# [Excerpt provided]
= = = =

The flying things you see in picture below are actually invisible objects. They only became visible while taking the picture with flashlight.
There is no source of light whatsoever in these two photos, above and below.
(In the photo below, the invisibly flying object no. 2 has a dark spot. It´s not in it, it´s a pencil on the floor. Its mouth is right in the middle.)
I have argued with my favorite cousin about them. He is a passionate photographer, and that’s how I have learned about bokeh. Bokeh is a Japanese word for the (sometimes) so beautifully blurred lights in the out-of focus part of the picture.
Below some beautiful example of a photo made up only of bokeh: part of a Christmas tree taken with the out of focus camera.
Please do note the shape - it has the heptagonal shape of the objective´s aperture (f45)
The lens flare is well known. It’s the usually annoying light spots which appears when sun or another light source looks directly (or almost) into the objective.
And below an example of the mentioned annoying lens flare (photo taken with a wide angle objective)
These objects you´ve seen however in the first two photos were neither lens flare nor bokeh. They have appeared in some photos of us, but only in those made with flash. If in the same scenes we made photos without flash too, they simply didn’t appear.

= = = =

Records from a labeling collection
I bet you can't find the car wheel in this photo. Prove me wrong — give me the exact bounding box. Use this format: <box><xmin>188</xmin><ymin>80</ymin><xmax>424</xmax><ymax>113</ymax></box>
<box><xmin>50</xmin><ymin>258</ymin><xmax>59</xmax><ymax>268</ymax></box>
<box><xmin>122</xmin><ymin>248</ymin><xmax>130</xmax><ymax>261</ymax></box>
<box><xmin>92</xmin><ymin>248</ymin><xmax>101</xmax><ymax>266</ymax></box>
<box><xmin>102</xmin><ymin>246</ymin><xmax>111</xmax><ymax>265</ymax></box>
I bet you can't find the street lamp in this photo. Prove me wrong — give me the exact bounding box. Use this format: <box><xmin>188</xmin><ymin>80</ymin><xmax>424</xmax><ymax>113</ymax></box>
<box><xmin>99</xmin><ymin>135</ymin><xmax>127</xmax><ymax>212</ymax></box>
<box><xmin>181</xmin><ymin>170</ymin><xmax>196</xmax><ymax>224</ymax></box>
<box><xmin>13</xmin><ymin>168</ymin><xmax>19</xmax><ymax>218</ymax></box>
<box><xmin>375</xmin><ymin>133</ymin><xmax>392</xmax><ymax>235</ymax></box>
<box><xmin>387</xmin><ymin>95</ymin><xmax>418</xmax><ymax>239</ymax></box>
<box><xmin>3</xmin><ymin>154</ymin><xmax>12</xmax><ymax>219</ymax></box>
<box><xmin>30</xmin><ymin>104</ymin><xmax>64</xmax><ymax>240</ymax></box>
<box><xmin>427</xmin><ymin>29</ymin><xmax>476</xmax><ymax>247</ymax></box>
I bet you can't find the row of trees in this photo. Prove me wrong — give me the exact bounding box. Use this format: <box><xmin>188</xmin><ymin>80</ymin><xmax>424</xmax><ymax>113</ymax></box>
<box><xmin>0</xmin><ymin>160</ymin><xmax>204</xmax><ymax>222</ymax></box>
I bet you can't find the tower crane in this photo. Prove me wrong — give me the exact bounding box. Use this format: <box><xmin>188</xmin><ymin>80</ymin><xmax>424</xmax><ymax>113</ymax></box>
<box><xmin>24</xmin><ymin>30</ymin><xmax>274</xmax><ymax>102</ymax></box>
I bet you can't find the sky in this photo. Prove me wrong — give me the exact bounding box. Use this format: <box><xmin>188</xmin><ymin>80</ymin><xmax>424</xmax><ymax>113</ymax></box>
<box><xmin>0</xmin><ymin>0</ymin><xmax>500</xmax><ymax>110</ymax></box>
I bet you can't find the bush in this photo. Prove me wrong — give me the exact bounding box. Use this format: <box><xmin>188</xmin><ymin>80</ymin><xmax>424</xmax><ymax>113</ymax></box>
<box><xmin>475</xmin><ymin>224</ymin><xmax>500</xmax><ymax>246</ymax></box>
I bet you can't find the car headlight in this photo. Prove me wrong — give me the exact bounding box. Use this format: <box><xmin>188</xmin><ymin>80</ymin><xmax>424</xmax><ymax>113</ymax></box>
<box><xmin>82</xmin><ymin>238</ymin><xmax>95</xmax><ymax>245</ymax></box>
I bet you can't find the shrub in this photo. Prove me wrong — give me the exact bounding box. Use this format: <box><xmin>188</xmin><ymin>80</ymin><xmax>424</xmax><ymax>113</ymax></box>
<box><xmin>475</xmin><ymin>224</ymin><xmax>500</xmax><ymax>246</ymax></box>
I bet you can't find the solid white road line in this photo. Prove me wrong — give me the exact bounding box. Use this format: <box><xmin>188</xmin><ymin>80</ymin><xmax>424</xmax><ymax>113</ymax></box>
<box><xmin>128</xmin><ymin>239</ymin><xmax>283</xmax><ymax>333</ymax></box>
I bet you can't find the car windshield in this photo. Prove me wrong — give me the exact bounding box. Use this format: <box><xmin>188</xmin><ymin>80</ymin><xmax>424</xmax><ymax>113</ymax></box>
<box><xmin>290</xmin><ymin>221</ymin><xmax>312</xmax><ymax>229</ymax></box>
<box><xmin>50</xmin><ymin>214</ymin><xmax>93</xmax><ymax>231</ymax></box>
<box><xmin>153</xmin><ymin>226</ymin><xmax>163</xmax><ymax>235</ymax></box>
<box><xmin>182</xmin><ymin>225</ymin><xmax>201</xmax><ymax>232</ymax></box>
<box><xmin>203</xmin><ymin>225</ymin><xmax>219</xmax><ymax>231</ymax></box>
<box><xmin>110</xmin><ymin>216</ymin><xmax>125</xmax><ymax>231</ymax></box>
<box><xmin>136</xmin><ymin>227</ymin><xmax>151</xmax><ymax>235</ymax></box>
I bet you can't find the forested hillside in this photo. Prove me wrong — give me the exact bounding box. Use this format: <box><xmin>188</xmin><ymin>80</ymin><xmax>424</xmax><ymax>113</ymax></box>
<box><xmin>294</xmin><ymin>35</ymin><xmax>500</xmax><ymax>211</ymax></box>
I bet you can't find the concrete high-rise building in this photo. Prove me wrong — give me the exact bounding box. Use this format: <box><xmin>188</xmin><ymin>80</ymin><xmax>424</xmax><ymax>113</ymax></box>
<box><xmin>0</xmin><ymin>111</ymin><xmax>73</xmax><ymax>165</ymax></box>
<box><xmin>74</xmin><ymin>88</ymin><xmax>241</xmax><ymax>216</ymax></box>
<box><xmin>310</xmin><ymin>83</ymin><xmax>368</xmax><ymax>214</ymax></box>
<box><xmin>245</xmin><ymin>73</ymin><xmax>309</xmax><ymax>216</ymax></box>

= = = =

# [Work to do]
**a)** Count the lines of the records that contain the word "shrub" and give only that number.
**b)** Please continue the post about the unseen objects in flash photos, picking up after its final sentence.

# [Task results]
**a)** 1

**b)**
And below the lens flare "taken" with a different camera then all the other photos on this page here. The camera obviously has a circular aperture. The light sources are obvious.
Here are some arguments why these flying invisible things are different from bokeh or lens flare
The shape of these flying invisible objects is really circular. Bokeh and lens flare have the same shape as the camera’s aperture, e.g. hexagonal. (S. the article Why is the bokeh shaped like the aperture, By a nice coincidence it was posted the day before me writing this article!
No light sources in the photos below
... A final argument: I had two objectives for my Nikon F50 (F for film). I kept them when I changed the camera for my current digital Nikon D50. One objective is a wide angle (w. a hexagonal / 6 sides aperture), the other one is the common, normal f45 one (heptagonal / 7 sides aperture).
In this situation, can you explain me why some bokeh and lens flares are sometimes heptagonal respectively hexagonal, and do appear on the light’s path toward the objective (as the photo manual tell them to), why they have no structure but look a pretty much like a solid body – and others have a structure (always the same) and a „mouth” (or several), and appear anywhere in the photo? If they are made with the same objectives, which the are, they should behave the same way!
Because yes, except for the yellowish photo made in the tunnel, all photos on this page are made with the two mentioned normal and wide angle objectives attached on Nikon F or D50.
It seems that those flying invisible things only become visible because of the flashlight being reflected on them.
We had the evidence for this (or something similar) some 15 years before, when or son, by then 4 or 5, was waking in the night, half awake, and was following with his eyes something moving in the air that we could not see. Read the full story here.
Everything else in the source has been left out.